| Text segment |

Beginning in February, Germany is stepping up its efforts to combat hate speech on the internet, including a central monitor for hate crimes. But is it enough to stem the growing tide of online abuse?

Symbolic image of a keyboard and online hate speech
Starting February 1, Germany is stepping up its efforts to combat hate speech on the internetImage: Christian Ohde/picture alliance

Regina Nagel has learned that caution must be her guiding principle on the internet. She keeps posts and comments to a minimum, and is careful about who her Facebook friends are. But all that precaution still wasn't enough.

Last September, a friend shared one of her posts which ended up triggering some shocking hate speech. Nagel is a parish officer in the Catholic Church. At the same time, she is also a member of a reform movement within the Church known as the Synodal Path, which was established in response to the child abuse scandal that continues to rock the Catholic Church.

| Dataset |

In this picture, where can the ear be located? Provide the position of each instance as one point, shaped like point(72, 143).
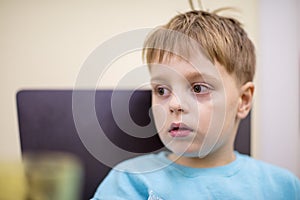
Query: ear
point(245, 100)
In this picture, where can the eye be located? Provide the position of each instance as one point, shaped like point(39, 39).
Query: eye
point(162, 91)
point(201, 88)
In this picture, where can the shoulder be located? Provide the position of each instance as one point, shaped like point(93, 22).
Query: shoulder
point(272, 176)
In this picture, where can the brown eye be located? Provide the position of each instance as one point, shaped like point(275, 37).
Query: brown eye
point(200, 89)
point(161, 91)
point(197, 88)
* * *
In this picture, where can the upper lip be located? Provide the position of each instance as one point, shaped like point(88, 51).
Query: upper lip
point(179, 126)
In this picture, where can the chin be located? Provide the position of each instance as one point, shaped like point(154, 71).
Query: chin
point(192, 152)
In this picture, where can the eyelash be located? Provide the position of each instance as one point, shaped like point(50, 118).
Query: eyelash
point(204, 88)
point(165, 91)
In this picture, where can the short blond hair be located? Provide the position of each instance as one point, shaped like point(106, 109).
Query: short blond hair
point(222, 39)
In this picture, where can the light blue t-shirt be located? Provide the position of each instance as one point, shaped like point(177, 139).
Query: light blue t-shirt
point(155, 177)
==
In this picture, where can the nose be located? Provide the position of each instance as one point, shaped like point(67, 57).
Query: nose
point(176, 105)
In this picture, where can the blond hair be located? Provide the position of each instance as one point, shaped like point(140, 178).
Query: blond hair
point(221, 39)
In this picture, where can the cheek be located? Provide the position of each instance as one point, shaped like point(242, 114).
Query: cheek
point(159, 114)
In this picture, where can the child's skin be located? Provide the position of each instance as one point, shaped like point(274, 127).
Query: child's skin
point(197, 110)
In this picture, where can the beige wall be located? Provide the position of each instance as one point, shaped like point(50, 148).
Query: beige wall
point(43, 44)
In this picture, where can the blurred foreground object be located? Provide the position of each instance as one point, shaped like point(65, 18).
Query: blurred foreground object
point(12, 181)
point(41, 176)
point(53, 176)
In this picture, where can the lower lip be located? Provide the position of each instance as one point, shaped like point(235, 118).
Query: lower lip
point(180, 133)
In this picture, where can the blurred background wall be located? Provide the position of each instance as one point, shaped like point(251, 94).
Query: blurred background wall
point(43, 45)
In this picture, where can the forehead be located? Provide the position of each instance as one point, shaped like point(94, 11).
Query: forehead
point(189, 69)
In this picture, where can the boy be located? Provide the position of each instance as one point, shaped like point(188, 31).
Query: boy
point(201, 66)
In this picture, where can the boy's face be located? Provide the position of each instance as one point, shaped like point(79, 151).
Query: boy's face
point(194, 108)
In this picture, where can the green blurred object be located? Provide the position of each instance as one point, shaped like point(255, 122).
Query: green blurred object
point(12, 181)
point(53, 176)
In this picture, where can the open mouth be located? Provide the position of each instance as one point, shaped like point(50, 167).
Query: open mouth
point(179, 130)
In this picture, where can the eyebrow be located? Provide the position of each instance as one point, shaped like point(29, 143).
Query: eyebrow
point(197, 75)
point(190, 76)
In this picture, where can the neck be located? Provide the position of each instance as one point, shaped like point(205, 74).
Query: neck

| Problem requirements |
In the text on online hate speech in Germany, what position does Regina Nagel hold in the Catholic Church? The records come from a different source than the text.

| Task answer |
She is a parish officer.